__AIM OF THE TASK__:
Reproduce each entry exactly as written.
[DATASET RECORDS]
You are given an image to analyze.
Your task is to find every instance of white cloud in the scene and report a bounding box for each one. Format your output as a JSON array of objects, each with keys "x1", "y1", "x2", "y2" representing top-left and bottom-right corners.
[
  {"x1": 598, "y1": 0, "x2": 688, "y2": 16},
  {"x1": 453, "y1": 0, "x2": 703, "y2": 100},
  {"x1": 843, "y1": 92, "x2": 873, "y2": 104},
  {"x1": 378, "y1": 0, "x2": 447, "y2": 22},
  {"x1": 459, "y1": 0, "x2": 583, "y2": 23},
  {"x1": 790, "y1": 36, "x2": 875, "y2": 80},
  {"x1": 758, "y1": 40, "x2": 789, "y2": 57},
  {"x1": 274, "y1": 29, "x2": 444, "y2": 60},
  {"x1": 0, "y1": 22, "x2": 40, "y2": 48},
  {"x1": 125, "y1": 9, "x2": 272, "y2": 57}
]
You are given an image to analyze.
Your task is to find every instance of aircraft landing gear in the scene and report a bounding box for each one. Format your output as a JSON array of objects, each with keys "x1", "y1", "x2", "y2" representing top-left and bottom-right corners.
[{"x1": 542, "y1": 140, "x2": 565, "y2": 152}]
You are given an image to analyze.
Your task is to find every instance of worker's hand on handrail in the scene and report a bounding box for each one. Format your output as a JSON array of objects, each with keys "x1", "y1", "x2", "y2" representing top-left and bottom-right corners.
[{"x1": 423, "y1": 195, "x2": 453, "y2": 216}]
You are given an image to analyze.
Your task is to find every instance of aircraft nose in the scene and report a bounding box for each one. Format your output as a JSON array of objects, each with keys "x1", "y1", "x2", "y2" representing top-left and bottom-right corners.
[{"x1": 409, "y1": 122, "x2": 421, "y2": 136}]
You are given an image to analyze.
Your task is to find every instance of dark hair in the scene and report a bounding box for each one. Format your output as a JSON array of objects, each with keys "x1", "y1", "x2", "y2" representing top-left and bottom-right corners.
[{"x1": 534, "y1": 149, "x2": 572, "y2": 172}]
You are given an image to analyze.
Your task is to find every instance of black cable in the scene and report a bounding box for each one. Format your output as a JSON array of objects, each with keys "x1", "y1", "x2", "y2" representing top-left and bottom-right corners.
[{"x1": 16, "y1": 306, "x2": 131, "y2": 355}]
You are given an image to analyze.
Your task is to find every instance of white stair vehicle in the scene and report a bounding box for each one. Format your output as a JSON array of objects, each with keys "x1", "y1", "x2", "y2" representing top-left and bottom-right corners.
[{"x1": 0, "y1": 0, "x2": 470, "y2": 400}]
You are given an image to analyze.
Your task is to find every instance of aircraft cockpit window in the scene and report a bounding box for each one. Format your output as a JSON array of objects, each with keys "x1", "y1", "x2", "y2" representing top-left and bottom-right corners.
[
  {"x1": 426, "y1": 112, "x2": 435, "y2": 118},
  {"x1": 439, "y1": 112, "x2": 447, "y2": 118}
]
[/DATASET RECORDS]
__ANSWER TO THE EXERCISE__:
You are given an image to analyze.
Your task is to find every instance of white cloud in the scene and report a bounding box for each one. Format your output as a JSON array of objects, each with keys "x1", "y1", "x2", "y2" representing top-left and bottom-right corners.
[
  {"x1": 598, "y1": 0, "x2": 688, "y2": 16},
  {"x1": 453, "y1": 0, "x2": 703, "y2": 100},
  {"x1": 843, "y1": 92, "x2": 873, "y2": 104},
  {"x1": 378, "y1": 0, "x2": 447, "y2": 22},
  {"x1": 459, "y1": 0, "x2": 583, "y2": 23},
  {"x1": 790, "y1": 36, "x2": 875, "y2": 80},
  {"x1": 758, "y1": 40, "x2": 789, "y2": 57},
  {"x1": 274, "y1": 29, "x2": 444, "y2": 60},
  {"x1": 0, "y1": 22, "x2": 40, "y2": 48},
  {"x1": 125, "y1": 9, "x2": 272, "y2": 57}
]
You are given an image to analyze.
Your task is to find every instance of aircraft landing gear in the scene and report a bounding box for each one. Format your output as a JSON array of objects, each with keys "x1", "y1", "x2", "y2" representing top-left and bottom-right corners.
[{"x1": 542, "y1": 140, "x2": 565, "y2": 152}]
You are given an image to analyze.
Your task is to find every instance of worker's hand on handrail in the scene and report a bounding box for each one. Format your output as a JSON array of objects, each with keys "x1", "y1", "x2", "y2" representing top-left and bottom-right corners.
[{"x1": 423, "y1": 195, "x2": 453, "y2": 216}]
You are given an image to analyze.
Your task is to find every instance of aircraft nose in the scene and report a bounding box for each one. Format your output as a JSON array of objects, each with keys "x1", "y1", "x2", "y2" representing top-left and bottom-right corners.
[{"x1": 409, "y1": 122, "x2": 421, "y2": 136}]
You are given an image to analyze.
Your task is to find every instance of dark hair in the scene and report a bounding box for each one. Format your output as a JSON array of objects, each with keys "x1", "y1", "x2", "y2" representing top-left and bottom-right corners.
[{"x1": 534, "y1": 149, "x2": 572, "y2": 172}]
You are given an image to analyze.
Your task is to find every instance of black cable in the scene and report a bounding box for each one. Format your output as a JSON array of objects, each with keys "x1", "y1", "x2", "y2" representing top-left and bottom-right corners.
[{"x1": 16, "y1": 306, "x2": 131, "y2": 355}]
You are given an image to analyze.
Your task is to find every instance of white stair vehicle in the scene and report a bounding box for each one. Format your output as a JSON array of objects, each with keys "x1", "y1", "x2", "y2" representing top-left and bottom-right corners.
[{"x1": 0, "y1": 0, "x2": 470, "y2": 400}]
You are given an image to analyze.
Your task is to find every instance of aircraft cockpit window in the scene and report a bounding box for each one. Format your output as a JSON array of objects, each with keys "x1", "y1", "x2", "y2" representing top-left and bottom-right corners.
[
  {"x1": 426, "y1": 112, "x2": 435, "y2": 118},
  {"x1": 439, "y1": 112, "x2": 447, "y2": 118}
]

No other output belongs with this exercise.